:: Text section ::

---

The reported thoracic injuries in Homer's Iliad


The reported thoracic injuries in Homer’s Iliad

By Efstratios Apostolakis, Georgia Apostolaki, Mary Apostolaki, and Maria Chorti

Journal of Cardiothoracic Surgery, Vol.4 (2010)

Abstract: Homer’s Iliad is considered to be a prominent and representative work of the tradition of the ancient Greek epic poetry. In this poem Homer presents the battles which took place during the last year of the 10-year lasting Trojan War between Achaeans and Trojans. We wanted to examine the chest wounds, especially those which are described in detail, according to their localization, severity and mortality. Finally, there are reported 54 consecutive thoracic injuries in the Iliad. The mostly used weapons were the spear (63%), the stones (7.4%), the arrow (5.5%) and the sword (5.5%). We divided the injuries according to their severity in mild (those which did not cause serious injury to the victim), medium (those which cause the victim to abandon the battlefield), and severe (those which cause death of the victim). According to this classification, the reported injuries were mild in 11.11%, medium in 18.52%, and severe in the last 70.37% of the reported cases. In other words, 89% of the injuries belong to the medium or severe category of thoracic injury. As far as the mortality of the injuries is concerned, 38 out of 54 thoracic injuries include death, which makes the mortality percentage reach 70.37%. Concerning the “allocation of the roles”, the Achaean were in 68% perpetrators and the Trojans in only 32%. In terms of gravity, out of 38 mortal injuries 30 involve a Trojan (78.95%) and the remaining 8 an Achaean (21.05%). The excellent and detailed description of the injuries by Homer, as well as of the symptoms, may reveal a man with knowledge of anatomy and medicine who cared for the injured warriors in the battlefield.

---

Saved entries
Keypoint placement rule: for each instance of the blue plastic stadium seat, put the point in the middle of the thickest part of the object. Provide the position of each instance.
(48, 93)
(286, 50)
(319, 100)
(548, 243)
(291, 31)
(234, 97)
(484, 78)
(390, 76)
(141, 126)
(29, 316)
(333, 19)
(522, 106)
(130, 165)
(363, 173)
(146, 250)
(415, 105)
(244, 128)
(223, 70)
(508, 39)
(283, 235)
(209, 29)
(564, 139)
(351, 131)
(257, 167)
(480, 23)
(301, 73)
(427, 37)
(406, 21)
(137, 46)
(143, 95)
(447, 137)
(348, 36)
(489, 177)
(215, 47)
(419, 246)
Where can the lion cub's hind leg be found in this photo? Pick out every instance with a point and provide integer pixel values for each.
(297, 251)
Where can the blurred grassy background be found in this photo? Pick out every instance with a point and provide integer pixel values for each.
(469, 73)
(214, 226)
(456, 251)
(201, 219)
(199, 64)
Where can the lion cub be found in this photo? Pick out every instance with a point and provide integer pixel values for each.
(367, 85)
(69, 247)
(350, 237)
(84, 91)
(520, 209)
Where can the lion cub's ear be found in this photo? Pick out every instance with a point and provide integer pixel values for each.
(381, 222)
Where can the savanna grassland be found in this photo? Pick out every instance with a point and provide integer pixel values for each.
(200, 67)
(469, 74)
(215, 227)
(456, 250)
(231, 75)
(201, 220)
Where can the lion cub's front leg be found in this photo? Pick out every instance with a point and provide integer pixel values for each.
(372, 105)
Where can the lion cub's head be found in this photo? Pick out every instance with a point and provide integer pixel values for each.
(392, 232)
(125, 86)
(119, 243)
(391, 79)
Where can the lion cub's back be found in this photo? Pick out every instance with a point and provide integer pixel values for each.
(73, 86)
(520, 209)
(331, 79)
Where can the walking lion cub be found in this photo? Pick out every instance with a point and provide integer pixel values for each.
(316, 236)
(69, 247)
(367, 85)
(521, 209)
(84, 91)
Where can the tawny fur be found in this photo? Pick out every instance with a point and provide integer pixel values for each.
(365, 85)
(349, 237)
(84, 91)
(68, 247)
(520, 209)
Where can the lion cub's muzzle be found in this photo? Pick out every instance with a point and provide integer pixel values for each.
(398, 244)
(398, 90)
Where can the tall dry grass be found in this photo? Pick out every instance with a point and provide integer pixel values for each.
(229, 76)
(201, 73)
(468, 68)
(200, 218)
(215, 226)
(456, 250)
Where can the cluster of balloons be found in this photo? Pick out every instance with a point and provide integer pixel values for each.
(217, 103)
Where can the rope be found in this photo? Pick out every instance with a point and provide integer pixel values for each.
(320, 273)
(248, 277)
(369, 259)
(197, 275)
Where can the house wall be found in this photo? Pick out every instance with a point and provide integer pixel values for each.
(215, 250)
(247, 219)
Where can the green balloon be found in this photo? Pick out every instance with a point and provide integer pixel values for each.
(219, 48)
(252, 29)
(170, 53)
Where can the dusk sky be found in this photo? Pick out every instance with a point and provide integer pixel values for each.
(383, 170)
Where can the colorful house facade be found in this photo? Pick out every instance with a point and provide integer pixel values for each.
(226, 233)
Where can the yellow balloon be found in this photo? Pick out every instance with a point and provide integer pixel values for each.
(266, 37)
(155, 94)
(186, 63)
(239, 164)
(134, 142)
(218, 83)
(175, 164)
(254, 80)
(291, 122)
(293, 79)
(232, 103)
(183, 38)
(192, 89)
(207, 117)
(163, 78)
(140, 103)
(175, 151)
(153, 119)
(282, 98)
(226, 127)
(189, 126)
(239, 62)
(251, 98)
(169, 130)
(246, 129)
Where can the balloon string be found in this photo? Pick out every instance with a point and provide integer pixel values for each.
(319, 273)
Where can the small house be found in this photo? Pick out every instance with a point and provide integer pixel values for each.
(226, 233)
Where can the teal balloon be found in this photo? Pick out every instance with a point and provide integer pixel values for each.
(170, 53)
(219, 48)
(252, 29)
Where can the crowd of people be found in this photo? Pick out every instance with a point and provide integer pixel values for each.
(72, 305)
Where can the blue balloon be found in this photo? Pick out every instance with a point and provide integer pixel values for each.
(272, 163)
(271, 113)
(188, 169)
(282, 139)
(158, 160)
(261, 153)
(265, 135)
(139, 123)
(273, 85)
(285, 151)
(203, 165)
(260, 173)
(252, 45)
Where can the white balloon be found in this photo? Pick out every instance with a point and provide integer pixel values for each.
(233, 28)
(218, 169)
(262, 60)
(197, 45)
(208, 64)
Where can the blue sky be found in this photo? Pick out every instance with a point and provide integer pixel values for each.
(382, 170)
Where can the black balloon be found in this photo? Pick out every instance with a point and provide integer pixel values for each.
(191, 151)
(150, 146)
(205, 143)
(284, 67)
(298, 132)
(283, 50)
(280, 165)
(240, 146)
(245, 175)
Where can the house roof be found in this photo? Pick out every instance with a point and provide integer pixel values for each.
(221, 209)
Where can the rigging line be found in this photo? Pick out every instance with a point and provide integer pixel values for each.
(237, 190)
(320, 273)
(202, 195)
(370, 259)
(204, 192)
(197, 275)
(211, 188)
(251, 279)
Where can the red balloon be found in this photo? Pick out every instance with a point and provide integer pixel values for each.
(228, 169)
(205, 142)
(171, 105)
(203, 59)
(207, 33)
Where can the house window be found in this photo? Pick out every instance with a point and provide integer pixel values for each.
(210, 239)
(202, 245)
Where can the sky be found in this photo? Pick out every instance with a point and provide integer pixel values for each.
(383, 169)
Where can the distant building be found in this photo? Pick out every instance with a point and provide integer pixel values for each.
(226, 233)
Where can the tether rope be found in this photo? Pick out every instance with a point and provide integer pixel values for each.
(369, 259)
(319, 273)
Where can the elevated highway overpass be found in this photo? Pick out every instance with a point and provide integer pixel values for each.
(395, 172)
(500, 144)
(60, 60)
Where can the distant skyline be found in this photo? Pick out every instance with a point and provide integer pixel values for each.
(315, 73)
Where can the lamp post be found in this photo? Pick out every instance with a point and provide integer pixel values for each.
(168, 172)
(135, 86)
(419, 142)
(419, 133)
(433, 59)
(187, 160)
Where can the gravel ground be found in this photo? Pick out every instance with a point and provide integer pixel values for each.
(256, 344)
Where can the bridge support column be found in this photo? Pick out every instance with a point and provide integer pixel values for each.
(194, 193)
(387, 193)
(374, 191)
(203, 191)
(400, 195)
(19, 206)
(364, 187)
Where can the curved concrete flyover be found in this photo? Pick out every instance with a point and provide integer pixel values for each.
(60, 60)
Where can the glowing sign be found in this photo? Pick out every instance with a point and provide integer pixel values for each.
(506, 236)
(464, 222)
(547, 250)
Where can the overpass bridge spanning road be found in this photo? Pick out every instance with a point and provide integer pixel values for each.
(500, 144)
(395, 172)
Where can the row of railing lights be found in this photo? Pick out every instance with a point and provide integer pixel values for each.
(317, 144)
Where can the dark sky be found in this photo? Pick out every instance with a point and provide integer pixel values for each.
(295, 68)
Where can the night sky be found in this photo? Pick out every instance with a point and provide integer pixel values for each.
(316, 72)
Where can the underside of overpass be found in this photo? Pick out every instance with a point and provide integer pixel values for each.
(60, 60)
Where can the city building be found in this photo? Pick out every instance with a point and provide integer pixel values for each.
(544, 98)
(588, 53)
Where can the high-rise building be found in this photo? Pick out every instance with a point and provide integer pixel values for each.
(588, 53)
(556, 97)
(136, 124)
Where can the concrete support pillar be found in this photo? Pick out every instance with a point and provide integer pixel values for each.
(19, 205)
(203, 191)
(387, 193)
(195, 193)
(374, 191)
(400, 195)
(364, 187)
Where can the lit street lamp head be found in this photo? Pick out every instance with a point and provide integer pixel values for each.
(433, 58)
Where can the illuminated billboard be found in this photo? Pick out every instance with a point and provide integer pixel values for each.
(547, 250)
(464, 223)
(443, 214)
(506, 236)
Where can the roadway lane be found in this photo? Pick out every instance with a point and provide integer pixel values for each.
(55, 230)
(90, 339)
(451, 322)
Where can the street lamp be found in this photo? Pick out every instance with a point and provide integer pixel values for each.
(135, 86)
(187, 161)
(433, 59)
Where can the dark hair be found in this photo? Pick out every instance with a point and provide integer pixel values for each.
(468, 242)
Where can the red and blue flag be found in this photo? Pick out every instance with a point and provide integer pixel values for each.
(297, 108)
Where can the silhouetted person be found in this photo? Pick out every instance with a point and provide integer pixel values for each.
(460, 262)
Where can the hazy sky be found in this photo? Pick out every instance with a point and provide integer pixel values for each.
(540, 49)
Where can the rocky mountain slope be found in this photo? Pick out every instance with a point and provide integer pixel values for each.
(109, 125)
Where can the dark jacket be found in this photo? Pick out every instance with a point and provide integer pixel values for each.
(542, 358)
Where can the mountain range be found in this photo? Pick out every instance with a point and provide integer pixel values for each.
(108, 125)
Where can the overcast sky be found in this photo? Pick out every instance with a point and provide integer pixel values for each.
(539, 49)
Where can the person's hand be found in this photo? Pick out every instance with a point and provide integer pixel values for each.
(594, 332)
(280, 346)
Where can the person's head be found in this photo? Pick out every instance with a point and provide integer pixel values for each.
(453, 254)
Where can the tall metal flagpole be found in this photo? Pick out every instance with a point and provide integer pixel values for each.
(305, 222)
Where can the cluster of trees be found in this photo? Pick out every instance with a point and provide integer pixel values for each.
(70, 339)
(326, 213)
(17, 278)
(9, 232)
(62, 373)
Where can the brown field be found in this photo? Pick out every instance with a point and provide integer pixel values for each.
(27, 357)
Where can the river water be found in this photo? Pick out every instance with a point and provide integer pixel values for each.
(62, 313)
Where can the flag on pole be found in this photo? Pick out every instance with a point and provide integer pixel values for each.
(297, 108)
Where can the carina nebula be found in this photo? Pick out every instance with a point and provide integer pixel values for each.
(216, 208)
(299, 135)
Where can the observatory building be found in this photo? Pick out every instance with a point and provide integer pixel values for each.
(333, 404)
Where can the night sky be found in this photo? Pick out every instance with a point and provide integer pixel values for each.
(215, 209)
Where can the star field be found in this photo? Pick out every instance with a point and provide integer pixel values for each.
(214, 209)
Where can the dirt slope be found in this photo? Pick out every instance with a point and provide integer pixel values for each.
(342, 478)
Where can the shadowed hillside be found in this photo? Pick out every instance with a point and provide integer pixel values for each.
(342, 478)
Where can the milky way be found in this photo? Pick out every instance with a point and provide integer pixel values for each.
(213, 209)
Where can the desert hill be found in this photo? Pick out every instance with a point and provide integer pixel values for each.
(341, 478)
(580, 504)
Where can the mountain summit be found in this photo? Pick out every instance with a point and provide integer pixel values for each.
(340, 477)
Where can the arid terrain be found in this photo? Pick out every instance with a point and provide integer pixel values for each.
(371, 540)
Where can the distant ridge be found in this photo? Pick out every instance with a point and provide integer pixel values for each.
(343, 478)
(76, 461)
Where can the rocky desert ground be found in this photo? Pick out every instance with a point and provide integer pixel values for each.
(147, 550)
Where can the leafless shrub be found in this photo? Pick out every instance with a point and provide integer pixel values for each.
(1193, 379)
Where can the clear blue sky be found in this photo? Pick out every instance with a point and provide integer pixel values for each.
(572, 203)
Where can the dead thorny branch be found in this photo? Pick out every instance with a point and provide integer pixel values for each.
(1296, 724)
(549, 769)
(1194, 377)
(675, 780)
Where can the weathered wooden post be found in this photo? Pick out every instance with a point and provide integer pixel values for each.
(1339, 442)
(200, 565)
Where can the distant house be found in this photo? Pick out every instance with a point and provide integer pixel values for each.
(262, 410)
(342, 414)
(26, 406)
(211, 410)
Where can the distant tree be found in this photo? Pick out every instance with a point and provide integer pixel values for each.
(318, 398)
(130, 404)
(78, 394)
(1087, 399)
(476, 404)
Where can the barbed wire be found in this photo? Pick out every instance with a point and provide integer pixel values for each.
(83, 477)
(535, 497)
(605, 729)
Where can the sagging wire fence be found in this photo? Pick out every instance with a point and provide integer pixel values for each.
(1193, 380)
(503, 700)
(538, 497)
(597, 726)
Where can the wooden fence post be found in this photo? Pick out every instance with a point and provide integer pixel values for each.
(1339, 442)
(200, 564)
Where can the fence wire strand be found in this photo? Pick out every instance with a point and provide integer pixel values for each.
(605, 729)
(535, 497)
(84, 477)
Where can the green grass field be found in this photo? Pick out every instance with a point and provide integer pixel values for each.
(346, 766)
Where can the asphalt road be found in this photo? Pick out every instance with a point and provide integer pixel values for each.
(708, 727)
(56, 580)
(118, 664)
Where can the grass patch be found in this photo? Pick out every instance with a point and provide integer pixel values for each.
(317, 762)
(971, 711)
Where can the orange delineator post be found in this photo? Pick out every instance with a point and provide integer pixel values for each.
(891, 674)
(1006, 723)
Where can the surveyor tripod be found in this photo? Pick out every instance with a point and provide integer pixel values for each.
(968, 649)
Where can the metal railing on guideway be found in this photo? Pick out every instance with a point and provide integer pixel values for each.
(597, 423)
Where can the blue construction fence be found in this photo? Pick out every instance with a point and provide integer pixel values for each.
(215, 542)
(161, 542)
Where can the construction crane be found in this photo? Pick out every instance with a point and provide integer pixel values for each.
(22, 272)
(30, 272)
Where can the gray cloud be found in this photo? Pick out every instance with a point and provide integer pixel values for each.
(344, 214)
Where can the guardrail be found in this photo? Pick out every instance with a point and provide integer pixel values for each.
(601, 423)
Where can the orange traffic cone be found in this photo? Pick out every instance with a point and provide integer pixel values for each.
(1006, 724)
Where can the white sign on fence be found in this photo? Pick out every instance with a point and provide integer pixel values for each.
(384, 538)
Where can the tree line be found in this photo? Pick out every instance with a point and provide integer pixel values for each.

---

:: Brief A ::
Summarize the abstract on thoracic injuries in Homer's Iliad in two sentences.
:: Brief B ::
Write the next part of the abstract on thoracic injuries in Homer's Iliad, picking up after its final sentence.

:: Written response A ::
The abstract reports 54 thoracic injuries in Homer's Iliad, most often caused by the spear (63%), and classifies them as mild (11.11%), medium (18.52%) or severe (70.37%), with 38 of the 54 ending in death. The Achaeans were the perpetrators in 68% of cases, 30 of the 38 fatal injuries involved a Trojan, and Homer's detailed descriptions may point to a man with knowledge of anatomy and medicine who cared for wounded warriors.

:: Written response B ::
Introduction: “…while fighting Idomeneus stabbed at the middle of his chest with the spear, and broke the bronze armour about him which in time before had guarded his body from destruction. He cried out then, a great cry, broken, the spear in him, and fell, thunderously, and the spear in his heart was struck fast but the heart was panting still and beating to shake the butt end of the spear. Then and there Ares the huge took his life away from him…” (Book 13, verses 438-444)

The “Iliad” and “Odyssey” of Homer are the foundation stones of classical Greek literature, and therefore also of the literature of Western civilization. Homer was read, memorized and quoted throughout the great age of ancient Greece, and was regarded as the poet who surpassed all others. The Iliad and the Odyssey comprise two of the most important works of classical Greek literature and they have influenced, to a great extent, Western literature. The Iliad, in particular, is considered to be a prominent and representative work of the tradition of the ancient Greek epic poetry. By means of a vivid, unsurpassed description of the war of Troy the poet presents the battles which took place during the last year of this 10-year war. In an ambient of insufferable impatience-or even despair-as well as nostalgia for their country, the Trojans faced the Achaeans, the former being exhausted due to the long-lasting siege of the latter. Homer offers the description of a merciless and rabid combat that leads to the destructive, on the part of the Trojans, ending. The poem unravels the story of a war which proves to be a vacillating and inexpedient conflict.